Work instructions – Please render every line of the rows below as a numbered list, skipping any blank lines.

Data section –
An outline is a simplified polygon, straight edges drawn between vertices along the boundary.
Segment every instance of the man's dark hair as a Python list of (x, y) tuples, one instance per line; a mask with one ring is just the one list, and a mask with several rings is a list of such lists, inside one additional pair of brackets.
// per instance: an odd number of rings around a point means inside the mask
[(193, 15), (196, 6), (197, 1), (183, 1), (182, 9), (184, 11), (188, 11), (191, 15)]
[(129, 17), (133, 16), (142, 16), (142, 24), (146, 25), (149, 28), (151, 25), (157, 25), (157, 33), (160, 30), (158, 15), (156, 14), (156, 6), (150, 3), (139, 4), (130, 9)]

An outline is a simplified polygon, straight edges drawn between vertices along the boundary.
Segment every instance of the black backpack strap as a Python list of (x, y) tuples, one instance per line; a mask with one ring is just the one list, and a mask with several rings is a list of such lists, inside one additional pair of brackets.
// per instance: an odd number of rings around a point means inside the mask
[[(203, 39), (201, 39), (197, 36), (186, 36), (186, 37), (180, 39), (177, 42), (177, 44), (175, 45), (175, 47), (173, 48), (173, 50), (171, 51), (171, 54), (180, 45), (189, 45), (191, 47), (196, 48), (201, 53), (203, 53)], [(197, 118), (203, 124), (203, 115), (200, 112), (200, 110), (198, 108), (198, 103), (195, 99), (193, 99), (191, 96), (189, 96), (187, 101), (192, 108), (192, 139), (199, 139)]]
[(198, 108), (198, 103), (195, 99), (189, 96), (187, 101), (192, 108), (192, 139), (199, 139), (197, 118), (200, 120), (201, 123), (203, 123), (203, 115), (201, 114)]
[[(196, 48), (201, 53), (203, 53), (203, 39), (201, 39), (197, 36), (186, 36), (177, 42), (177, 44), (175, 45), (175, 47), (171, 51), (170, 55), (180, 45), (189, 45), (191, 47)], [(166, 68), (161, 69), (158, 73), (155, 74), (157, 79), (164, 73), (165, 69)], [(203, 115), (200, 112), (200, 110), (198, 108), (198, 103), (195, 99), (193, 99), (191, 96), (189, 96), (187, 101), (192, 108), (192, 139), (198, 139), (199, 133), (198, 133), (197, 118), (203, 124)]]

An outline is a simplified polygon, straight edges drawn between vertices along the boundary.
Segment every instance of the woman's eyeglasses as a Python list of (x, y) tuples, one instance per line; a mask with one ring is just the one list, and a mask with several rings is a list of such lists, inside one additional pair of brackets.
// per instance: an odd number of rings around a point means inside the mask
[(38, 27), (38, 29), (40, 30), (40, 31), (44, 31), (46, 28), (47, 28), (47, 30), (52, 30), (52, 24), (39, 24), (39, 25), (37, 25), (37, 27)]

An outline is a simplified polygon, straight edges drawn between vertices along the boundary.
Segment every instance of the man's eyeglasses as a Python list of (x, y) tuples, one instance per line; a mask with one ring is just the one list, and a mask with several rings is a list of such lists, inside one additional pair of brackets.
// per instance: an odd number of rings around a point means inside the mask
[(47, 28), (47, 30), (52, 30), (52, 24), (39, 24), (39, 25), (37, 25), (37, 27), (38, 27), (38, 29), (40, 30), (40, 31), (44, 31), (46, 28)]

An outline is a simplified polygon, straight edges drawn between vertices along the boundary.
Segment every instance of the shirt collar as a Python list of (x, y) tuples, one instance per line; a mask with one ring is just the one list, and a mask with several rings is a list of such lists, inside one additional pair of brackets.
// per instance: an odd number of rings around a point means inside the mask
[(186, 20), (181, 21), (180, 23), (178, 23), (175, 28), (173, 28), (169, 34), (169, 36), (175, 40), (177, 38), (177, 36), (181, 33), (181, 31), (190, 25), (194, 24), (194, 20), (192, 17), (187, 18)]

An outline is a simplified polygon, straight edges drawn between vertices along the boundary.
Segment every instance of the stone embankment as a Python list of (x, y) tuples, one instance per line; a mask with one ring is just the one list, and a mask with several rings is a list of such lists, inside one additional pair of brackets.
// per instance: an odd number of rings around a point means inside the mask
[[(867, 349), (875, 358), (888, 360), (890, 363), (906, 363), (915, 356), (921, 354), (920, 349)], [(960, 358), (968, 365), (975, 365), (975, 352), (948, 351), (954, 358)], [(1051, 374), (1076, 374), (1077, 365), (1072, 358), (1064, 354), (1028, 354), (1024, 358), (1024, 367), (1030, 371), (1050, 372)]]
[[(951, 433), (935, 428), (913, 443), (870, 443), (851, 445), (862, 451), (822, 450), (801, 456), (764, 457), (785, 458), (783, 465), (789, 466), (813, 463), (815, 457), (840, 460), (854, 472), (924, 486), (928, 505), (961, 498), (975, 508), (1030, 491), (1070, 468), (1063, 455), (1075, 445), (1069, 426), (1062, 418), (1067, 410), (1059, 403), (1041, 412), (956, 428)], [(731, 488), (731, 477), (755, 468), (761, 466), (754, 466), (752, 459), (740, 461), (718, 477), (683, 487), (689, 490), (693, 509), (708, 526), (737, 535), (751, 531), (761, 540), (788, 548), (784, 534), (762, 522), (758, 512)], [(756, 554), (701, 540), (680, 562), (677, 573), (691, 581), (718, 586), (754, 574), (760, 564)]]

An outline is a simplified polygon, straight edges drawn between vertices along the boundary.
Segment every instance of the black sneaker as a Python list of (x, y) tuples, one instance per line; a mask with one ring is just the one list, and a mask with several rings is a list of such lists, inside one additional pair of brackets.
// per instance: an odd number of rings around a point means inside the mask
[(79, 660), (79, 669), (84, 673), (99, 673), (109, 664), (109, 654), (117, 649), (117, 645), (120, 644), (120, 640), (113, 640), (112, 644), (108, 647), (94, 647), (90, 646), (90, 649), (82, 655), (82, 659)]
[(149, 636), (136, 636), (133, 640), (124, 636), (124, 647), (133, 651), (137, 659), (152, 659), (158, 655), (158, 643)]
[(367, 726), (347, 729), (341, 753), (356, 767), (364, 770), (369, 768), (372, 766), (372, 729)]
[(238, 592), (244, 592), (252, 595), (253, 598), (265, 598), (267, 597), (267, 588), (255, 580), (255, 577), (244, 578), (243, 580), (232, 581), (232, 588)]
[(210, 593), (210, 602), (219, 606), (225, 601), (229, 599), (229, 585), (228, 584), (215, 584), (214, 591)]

The output –
1. An outline is a simplified polygon, straight edges drawn between vertices along the boundary.
2. Segment every instance of the man's dark hair as a Python list of (x, y) tuples, one instance per line; a mask with one ring is just the one list, and a mask with several rings is a list of such lists, inside one additional pair of brackets.
3. // per instance: an odd number of rings around a point means inside the mask
4. [(193, 15), (196, 6), (197, 1), (183, 1), (182, 9), (184, 11), (188, 11), (191, 15)]
5. [(129, 17), (133, 16), (142, 16), (142, 24), (146, 25), (149, 28), (151, 25), (157, 25), (157, 33), (160, 30), (158, 15), (156, 14), (156, 6), (150, 3), (139, 4), (130, 9)]
6. An outline is a simplified polygon, straight edges drawn between vertices along the boundary.
7. Segment every instance of the black backpack strap as a Python list of (x, y) tuples, one instance per line; a mask with one ring is just the one list, and a mask with several rings is a list of such lists, inside one additional pair of brackets.
8. // per instance: an odd number of rings around a point means inside the mask
9. [[(203, 39), (201, 39), (197, 36), (186, 36), (186, 37), (180, 39), (177, 42), (177, 44), (175, 45), (175, 47), (173, 48), (173, 50), (171, 51), (171, 54), (180, 45), (189, 45), (191, 47), (196, 48), (201, 53), (203, 53)], [(197, 118), (203, 124), (203, 115), (200, 112), (200, 110), (198, 108), (198, 103), (195, 99), (193, 99), (191, 96), (189, 96), (187, 101), (192, 108), (192, 139), (199, 139)]]
10. [(198, 108), (198, 103), (195, 99), (189, 96), (187, 101), (192, 108), (192, 139), (199, 139), (197, 118), (200, 120), (201, 123), (203, 123), (203, 115), (201, 114)]
11. [[(196, 48), (201, 53), (203, 53), (203, 39), (201, 39), (197, 36), (186, 36), (177, 42), (177, 44), (175, 45), (175, 47), (171, 51), (170, 55), (180, 45), (189, 45), (191, 47)], [(166, 68), (161, 69), (158, 73), (155, 74), (157, 79), (164, 73), (165, 69)], [(203, 115), (200, 112), (200, 110), (198, 108), (198, 103), (195, 99), (193, 99), (191, 96), (189, 96), (187, 101), (192, 108), (192, 139), (198, 139), (199, 133), (198, 133), (197, 118), (203, 124)]]
12. An outline is a simplified polygon, straight edges drawn between vertices along the boundary.
13. Segment every instance of the woman's eyeglasses as a Python list of (x, y) tuples, one instance per line; a mask with one ring is just the one list, and a mask with several rings is a list of such lists, inside one additional pair of brackets.
14. // per instance: an odd number of rings around a point means inside the mask
15. [(38, 27), (38, 29), (40, 30), (40, 31), (44, 31), (46, 28), (47, 28), (47, 30), (52, 30), (52, 24), (39, 24), (39, 25), (37, 25), (37, 27)]
16. An outline is a simplified polygon, straight edges drawn between vertices along the boundary.
17. Segment every instance of the man's eyeglasses as a Python list of (x, y) tuples, one instance per line; a mask with one ring is just the one list, and a mask with several rings is a list of such lists, inside one additional pair of brackets.
18. // per instance: an odd number of rings around a point means inside the mask
19. [(47, 28), (47, 30), (52, 30), (52, 24), (39, 24), (39, 25), (37, 25), (37, 27), (38, 27), (38, 29), (40, 30), (40, 31), (44, 31), (46, 28)]
20. An outline is a simplified polygon, straight edges drawn between vertices along the boundary.
21. Segment every instance of the shirt collar as a Python list of (x, y) tuples, one instance per line; a mask with one ring is just the one list, and a mask with several rings is a list of such lists, inside one additional pair of brackets.
22. // per instance: an odd number of rings around a point means inside the mask
23. [(186, 20), (181, 21), (180, 23), (178, 23), (175, 28), (173, 28), (169, 34), (169, 36), (175, 40), (177, 38), (177, 36), (181, 33), (181, 31), (190, 25), (194, 24), (194, 20), (192, 17), (187, 18)]
24. An outline is a simplified polygon, straight edges drawn between vertices along the boundary.
25. Segment every instance of the stone embankment as a Python list of (x, y) tuples, one instance per line; a mask with one ring is just the one list, and a mask with several rings is a list of such lists, inside one additional pair of brackets.
26. // per instance: an odd number of rings around a point means inside the mask
27. [[(867, 349), (875, 358), (888, 360), (890, 363), (906, 363), (915, 356), (921, 354), (920, 349)], [(960, 358), (968, 365), (975, 365), (975, 352), (948, 351), (954, 358)], [(1051, 374), (1076, 374), (1077, 365), (1072, 358), (1064, 354), (1028, 354), (1024, 358), (1024, 367), (1030, 371), (1050, 372)]]
28. [[(951, 433), (935, 428), (913, 443), (870, 443), (851, 445), (862, 451), (822, 450), (801, 456), (764, 457), (785, 458), (783, 465), (789, 466), (813, 463), (815, 457), (840, 460), (854, 472), (924, 486), (928, 505), (961, 498), (975, 508), (1030, 491), (1070, 468), (1063, 455), (1075, 445), (1069, 426), (1062, 418), (1067, 410), (1059, 403), (1041, 412), (956, 428)], [(731, 488), (731, 477), (755, 468), (761, 466), (754, 466), (752, 459), (740, 461), (718, 477), (683, 487), (689, 490), (693, 509), (708, 526), (737, 535), (751, 531), (761, 540), (788, 548), (784, 534), (762, 522), (758, 512)], [(756, 554), (701, 540), (680, 562), (677, 573), (691, 581), (718, 586), (754, 574), (760, 564)]]
29. An outline is a simplified polygon, straight edges drawn between vertices along the boundary.
30. Segment every instance of the black sneaker as a Python list of (x, y) tuples, one instance per line; a mask with one ring is just the one list, and a mask with several rings is a list of such lists, inside one additional pair of brackets.
31. // per instance: an odd number of rings around a point means inside the mask
32. [(79, 660), (79, 669), (84, 673), (99, 673), (109, 664), (109, 654), (117, 649), (117, 645), (120, 644), (120, 640), (113, 640), (112, 644), (108, 647), (94, 647), (90, 646), (90, 649), (82, 655), (82, 659)]
33. [(149, 636), (136, 636), (133, 640), (124, 636), (124, 647), (133, 651), (137, 659), (152, 659), (158, 655), (158, 643)]
34. [(367, 726), (347, 729), (341, 753), (356, 767), (364, 770), (369, 768), (372, 766), (372, 729)]
35. [(238, 592), (244, 592), (252, 595), (253, 598), (265, 598), (267, 597), (267, 588), (255, 580), (255, 577), (244, 578), (243, 580), (232, 581), (232, 588)]
36. [(210, 593), (210, 602), (219, 606), (225, 601), (229, 599), (229, 585), (228, 584), (215, 584), (214, 591)]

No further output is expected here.